● **TEXTAUSZUG**

──────────

Das Gericht hat durch Beweisbeschluss vom 23. Januar 2013 Beweis erhoben über die Frage, in wessen Haushalt das Kind vor allem im Falle eines Umzuges und nach im Laufe der Verfahrens durchgeführtem Umzug zukünftig aufwachsen sollte, durch Einholung eines kinderpsychologischen Gutachtens. Wegen des Ergebnisses wird auf das Erstgutachten der Sachverständigen Dr. B. M. aus L. vom 13. Mai 2013 (Bl. 36 – 100 d.A.) und auf das Ergänzungsgutachten vom 8. Januar 2014 (Bl. 156 – 191 d.A.) Bezug genommen.

Bei Verfahrenseinleitung galt sowohl für den Erstantrag als auch für die Antragserweiterung vom Januar 2013 die aufgrund der Entscheidung des EUGHMR vom 3. Dezember 2009 (FamRZ 2010, 103 ff.) veranlasste Übergangslösung des BVerfG (vgl. BVerfG, FamRZ 2010, 1403 ff.), wonach sowohl für die Einräumung der Mitsorge gegen den Willen des anderen Elternteils als auch für einen Sorgerechtswechsel gegen den Willen des anderen Elternteils bei Ausscheiden der Mitsorge eine positive Kindeswohlprüfung erforderlich war.

Während dies für den zweiten, hier von Januar 2013 an zunächst auch verfolgten Verfahrensgegenstand auch seit der Rechtslage von Mai 2013 weiterhin Bestand hat ( vgl. jetzt § 1671 Abs. 2 Satz 2 Nr. 2 BGB), ist dies im neu geschaffenen § 1626a Abs. 2 Satz 1 iVm Abs. 1 Nr. 3 BGB nunmehr dahingehend geregelt, dass eine negative Kindeswohlprüfung vorzunehmen ist.

──────────

● **DATENSATZ**
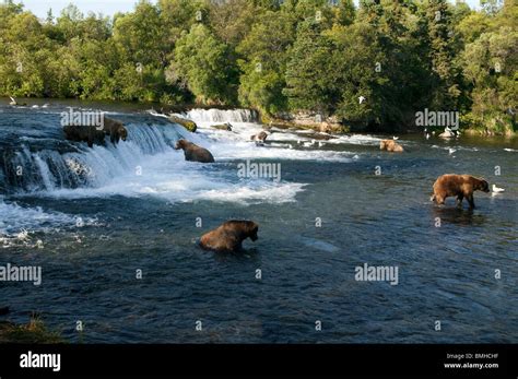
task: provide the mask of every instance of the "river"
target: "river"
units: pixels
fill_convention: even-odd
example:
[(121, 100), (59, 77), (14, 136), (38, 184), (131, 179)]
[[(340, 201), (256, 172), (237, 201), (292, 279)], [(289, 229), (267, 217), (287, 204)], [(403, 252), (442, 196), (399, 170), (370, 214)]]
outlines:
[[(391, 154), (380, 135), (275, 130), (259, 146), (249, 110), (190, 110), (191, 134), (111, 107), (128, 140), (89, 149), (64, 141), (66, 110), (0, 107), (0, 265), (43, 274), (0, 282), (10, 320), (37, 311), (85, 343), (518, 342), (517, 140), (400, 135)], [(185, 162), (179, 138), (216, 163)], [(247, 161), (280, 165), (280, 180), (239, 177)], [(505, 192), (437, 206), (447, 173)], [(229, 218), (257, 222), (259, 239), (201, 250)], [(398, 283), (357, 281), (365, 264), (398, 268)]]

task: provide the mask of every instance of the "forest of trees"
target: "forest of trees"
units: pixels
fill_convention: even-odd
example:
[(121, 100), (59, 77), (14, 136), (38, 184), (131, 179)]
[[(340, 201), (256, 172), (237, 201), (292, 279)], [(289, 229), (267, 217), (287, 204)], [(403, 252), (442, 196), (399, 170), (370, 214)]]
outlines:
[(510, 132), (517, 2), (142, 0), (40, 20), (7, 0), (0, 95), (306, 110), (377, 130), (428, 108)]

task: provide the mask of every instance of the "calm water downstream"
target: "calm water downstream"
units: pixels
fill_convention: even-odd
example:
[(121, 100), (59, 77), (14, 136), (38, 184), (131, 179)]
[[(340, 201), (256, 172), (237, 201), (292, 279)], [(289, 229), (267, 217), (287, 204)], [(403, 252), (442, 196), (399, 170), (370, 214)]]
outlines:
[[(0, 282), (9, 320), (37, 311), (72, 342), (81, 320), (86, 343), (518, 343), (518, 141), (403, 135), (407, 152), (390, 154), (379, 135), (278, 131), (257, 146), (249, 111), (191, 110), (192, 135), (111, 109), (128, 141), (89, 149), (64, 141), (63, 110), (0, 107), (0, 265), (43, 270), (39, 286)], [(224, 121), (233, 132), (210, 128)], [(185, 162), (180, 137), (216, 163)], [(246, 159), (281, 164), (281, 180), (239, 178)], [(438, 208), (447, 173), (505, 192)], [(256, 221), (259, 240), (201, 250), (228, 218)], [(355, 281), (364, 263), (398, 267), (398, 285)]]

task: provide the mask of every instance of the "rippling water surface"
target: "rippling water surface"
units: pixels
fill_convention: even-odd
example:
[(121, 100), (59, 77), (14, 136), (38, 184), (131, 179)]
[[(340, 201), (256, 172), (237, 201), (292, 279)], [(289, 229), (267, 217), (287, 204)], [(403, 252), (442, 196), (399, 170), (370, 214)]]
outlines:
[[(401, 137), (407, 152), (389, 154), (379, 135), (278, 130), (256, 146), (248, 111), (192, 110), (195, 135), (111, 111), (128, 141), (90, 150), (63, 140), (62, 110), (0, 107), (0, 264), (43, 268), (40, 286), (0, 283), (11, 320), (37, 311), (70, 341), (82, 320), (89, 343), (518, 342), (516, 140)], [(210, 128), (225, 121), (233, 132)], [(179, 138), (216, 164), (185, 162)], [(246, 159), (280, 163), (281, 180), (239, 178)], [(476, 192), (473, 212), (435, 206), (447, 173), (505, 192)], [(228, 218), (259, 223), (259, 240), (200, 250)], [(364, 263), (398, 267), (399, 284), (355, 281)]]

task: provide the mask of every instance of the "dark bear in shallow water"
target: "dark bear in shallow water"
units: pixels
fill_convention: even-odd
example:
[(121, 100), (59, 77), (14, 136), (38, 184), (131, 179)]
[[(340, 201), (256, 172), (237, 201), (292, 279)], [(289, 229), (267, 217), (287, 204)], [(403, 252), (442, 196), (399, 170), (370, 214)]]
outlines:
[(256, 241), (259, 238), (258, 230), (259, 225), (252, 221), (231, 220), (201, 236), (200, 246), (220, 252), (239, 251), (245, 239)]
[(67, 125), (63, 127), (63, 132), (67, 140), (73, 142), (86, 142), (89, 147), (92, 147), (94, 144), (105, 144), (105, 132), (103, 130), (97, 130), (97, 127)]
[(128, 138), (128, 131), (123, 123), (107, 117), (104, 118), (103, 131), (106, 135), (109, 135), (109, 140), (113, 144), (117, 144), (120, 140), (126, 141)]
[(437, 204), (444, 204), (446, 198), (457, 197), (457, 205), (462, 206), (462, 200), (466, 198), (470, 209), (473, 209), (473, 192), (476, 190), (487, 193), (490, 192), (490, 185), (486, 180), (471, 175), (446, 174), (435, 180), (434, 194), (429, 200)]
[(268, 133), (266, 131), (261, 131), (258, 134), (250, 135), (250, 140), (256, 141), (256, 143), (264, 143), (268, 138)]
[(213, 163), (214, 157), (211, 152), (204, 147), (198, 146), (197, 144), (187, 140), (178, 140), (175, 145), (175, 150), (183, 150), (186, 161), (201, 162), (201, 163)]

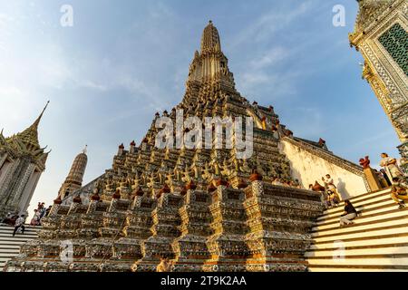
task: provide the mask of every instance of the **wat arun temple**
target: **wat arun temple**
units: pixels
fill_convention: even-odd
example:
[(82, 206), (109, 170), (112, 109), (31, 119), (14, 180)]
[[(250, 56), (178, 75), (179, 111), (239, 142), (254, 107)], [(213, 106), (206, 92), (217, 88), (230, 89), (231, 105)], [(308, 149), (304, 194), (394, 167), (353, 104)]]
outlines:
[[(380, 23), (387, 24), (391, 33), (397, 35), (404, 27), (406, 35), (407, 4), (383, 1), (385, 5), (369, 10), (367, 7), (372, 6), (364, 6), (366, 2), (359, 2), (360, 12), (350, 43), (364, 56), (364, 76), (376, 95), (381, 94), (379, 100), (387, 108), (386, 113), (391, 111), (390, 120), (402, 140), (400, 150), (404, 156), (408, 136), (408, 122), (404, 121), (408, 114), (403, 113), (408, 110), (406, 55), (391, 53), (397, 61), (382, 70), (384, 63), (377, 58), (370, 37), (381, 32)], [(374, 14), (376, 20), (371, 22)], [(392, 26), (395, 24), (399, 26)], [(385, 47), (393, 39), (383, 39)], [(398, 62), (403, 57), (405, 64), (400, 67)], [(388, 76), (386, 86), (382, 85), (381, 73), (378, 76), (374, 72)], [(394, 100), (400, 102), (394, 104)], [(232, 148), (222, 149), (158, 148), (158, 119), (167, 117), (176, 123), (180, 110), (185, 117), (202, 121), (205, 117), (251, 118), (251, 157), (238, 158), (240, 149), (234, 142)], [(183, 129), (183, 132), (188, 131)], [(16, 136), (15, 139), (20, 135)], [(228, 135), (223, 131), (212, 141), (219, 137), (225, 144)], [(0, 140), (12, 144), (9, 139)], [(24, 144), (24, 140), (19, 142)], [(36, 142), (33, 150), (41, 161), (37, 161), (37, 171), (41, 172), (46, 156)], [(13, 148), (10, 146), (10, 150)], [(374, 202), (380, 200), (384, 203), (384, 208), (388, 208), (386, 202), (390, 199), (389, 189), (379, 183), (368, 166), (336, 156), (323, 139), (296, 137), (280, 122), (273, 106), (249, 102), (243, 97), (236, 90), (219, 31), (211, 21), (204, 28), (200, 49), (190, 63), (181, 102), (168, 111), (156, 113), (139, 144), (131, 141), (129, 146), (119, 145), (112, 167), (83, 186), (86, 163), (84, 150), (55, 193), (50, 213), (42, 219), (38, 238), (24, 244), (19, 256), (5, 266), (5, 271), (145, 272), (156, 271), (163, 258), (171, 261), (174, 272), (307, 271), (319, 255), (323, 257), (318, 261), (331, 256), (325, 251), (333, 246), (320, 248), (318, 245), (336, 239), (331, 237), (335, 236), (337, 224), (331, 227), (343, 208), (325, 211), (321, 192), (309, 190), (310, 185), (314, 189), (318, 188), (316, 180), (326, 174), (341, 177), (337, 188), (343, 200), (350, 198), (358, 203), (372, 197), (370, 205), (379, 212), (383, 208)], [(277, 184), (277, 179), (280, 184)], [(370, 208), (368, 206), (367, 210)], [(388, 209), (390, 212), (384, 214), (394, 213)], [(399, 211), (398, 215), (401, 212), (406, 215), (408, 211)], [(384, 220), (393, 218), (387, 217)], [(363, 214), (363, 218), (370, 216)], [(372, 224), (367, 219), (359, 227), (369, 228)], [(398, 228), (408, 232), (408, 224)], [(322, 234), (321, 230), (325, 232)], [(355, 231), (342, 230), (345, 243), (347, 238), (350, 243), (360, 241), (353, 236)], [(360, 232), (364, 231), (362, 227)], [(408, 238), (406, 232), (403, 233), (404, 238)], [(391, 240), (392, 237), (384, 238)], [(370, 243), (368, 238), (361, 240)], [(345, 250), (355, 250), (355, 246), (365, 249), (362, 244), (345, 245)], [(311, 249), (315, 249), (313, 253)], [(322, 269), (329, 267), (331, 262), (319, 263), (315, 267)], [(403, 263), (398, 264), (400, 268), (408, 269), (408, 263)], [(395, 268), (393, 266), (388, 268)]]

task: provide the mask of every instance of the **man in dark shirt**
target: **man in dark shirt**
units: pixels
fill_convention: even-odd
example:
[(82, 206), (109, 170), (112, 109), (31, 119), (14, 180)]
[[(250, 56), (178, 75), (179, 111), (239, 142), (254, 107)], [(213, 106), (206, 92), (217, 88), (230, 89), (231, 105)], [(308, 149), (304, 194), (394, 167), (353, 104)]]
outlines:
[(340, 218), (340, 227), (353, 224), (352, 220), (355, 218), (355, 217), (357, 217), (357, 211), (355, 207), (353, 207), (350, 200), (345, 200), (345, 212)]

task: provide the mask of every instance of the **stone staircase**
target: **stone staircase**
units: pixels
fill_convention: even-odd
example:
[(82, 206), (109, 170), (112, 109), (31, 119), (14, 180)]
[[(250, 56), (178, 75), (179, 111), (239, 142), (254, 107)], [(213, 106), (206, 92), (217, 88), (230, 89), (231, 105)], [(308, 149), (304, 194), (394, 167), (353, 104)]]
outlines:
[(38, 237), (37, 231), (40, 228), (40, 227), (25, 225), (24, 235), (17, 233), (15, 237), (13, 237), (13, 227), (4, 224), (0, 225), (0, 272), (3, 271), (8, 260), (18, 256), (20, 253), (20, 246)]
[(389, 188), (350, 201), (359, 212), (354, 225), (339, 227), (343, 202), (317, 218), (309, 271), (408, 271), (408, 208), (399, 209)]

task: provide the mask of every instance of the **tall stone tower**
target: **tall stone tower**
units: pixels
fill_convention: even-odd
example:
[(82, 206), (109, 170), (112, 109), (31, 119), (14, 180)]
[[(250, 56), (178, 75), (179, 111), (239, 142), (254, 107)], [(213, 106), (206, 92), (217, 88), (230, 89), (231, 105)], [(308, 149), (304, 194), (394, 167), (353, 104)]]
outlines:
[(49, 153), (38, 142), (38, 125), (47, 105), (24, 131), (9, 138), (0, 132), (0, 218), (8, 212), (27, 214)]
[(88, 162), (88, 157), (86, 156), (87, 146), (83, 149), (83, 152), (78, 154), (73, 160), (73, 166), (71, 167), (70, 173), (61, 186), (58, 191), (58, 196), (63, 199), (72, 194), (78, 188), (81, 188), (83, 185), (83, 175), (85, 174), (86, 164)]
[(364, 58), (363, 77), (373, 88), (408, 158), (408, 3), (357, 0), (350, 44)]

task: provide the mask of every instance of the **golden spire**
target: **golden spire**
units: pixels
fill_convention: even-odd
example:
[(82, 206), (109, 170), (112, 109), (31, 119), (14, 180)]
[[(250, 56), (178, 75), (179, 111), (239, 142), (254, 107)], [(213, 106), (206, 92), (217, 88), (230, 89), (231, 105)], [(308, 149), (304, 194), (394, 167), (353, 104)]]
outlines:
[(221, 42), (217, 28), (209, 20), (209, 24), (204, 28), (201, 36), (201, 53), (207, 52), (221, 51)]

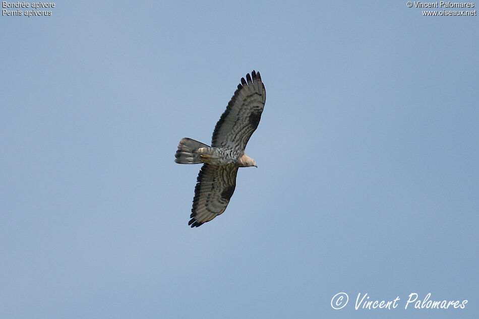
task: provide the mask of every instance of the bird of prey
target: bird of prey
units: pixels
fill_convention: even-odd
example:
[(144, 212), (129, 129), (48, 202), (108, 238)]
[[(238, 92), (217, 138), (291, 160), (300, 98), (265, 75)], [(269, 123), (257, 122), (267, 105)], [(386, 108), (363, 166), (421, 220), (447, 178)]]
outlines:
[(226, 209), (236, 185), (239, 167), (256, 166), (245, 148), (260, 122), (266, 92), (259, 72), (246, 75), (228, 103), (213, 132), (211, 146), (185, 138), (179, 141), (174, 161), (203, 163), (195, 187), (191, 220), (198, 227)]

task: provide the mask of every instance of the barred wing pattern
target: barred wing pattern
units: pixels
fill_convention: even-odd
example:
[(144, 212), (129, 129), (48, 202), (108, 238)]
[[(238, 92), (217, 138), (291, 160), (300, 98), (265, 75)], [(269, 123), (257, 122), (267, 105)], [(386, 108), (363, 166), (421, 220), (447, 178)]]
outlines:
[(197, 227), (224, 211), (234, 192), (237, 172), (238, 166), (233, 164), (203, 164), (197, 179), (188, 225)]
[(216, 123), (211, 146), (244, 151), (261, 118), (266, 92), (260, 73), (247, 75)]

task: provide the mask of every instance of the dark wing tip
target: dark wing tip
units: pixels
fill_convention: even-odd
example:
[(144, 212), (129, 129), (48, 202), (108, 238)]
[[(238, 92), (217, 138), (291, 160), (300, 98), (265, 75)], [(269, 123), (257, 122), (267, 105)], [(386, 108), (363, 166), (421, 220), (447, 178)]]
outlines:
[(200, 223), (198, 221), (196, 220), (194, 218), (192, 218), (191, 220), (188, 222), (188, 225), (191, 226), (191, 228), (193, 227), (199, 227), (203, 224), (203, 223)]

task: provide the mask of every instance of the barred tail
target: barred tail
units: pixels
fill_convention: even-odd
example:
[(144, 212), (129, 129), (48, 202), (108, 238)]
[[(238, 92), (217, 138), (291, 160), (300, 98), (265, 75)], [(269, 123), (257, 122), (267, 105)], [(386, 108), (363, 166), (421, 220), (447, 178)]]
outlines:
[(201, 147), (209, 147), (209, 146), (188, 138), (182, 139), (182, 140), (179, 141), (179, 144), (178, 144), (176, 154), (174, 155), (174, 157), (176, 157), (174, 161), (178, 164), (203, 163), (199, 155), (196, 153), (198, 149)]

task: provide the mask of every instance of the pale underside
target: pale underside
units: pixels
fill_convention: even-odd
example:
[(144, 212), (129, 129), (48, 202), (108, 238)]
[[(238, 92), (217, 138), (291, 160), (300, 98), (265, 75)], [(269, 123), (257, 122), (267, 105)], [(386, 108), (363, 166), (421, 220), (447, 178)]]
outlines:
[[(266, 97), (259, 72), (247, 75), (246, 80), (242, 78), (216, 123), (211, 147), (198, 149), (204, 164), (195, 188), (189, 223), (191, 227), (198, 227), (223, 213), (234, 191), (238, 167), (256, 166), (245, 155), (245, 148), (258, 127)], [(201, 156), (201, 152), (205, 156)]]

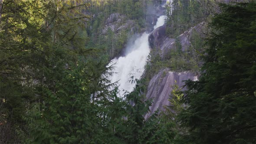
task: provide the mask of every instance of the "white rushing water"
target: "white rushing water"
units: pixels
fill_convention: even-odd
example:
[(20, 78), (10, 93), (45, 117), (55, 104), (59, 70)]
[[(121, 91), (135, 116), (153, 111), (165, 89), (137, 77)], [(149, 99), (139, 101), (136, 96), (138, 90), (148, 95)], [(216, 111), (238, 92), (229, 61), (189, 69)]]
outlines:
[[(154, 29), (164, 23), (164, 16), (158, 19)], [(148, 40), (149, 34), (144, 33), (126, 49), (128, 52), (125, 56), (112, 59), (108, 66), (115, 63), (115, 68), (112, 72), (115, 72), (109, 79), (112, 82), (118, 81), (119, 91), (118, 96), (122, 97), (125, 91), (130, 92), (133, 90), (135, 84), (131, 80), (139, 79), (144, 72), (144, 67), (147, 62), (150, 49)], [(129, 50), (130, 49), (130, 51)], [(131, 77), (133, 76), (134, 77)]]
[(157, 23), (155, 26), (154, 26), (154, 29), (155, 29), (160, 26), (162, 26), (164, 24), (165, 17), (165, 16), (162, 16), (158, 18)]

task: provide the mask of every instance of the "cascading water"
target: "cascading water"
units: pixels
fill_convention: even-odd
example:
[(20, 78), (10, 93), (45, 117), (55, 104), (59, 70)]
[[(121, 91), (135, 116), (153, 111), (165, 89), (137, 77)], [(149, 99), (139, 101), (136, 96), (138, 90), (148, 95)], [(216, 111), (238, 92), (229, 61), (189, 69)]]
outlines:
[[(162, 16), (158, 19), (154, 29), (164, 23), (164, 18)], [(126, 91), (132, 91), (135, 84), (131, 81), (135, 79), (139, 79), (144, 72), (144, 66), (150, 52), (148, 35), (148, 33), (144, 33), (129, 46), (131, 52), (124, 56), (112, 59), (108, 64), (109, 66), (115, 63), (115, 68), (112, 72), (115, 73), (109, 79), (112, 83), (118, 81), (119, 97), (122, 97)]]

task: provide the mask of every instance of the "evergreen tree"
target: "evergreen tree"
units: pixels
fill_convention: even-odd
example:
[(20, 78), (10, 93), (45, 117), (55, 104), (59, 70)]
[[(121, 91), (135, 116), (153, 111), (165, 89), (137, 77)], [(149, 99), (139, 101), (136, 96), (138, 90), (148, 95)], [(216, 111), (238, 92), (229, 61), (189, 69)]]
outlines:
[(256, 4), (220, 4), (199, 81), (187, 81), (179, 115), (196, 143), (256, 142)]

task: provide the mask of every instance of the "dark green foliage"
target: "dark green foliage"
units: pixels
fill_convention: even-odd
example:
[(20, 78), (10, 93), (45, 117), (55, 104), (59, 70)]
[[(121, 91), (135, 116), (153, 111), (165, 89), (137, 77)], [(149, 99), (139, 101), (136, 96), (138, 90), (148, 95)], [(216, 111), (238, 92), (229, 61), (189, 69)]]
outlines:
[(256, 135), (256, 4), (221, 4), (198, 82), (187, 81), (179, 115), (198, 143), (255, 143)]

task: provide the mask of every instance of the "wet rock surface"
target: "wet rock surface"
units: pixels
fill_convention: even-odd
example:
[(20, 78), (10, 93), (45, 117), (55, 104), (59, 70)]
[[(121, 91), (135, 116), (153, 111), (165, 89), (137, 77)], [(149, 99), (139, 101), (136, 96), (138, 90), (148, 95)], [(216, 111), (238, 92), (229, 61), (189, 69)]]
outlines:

──────────

● **AUFGABEN**
**A)** Beantworte anhand des Textauszugs die folgenden Fragen:
(i) An welchem Tag wurde das Erstgutachten der Sachverständigen erstellt?
(ii) Welches Datum trägt die Entscheidung des EUGHMR, die zur Übergangslösung des BVerfG führte?
(iii) Welche Art von Kindeswohlprüfung verlangt der neu geschaffene § 1626a Abs. 2 Satz 1 BGB?
**B)** Gib den Abschnitt des Textauszugs, der bei „Bei Verfahrenseinleitung galt“ beginnt und bei „positive Kindeswohlprüfung erforderlich war.“ endet, erneut wieder und tausche dabei „Mitsorge“ gegen „gemeinsamen Sorge“ aus.

● **LÖSUNGEN**
**A)**
(i) Am 13. Mai 2013.
(ii) 3. Dezember 2009.
(iii) Eine negative Kindeswohlprüfung.

**B)**
Bei Verfahrenseinleitung galt sowohl für den Erstantrag als auch für die Antragserweiterung vom Januar 2013 die aufgrund der Entscheidung des EUGHMR vom 3. Dezember 2009 (FamRZ 2010, 103 ff.) veranlasste Übergangslösung des BVerfG (vgl. BVerfG, FamRZ 2010, 1403 ff.), wonach sowohl für die Einräumung der gemeinsamen Sorge gegen den Willen des anderen Elternteils als auch für einen Sorgerechtswechsel gegen den Willen des anderen Elternteils bei Ausscheiden der gemeinsamen Sorge eine positive Kindeswohlprüfung erforderlich war.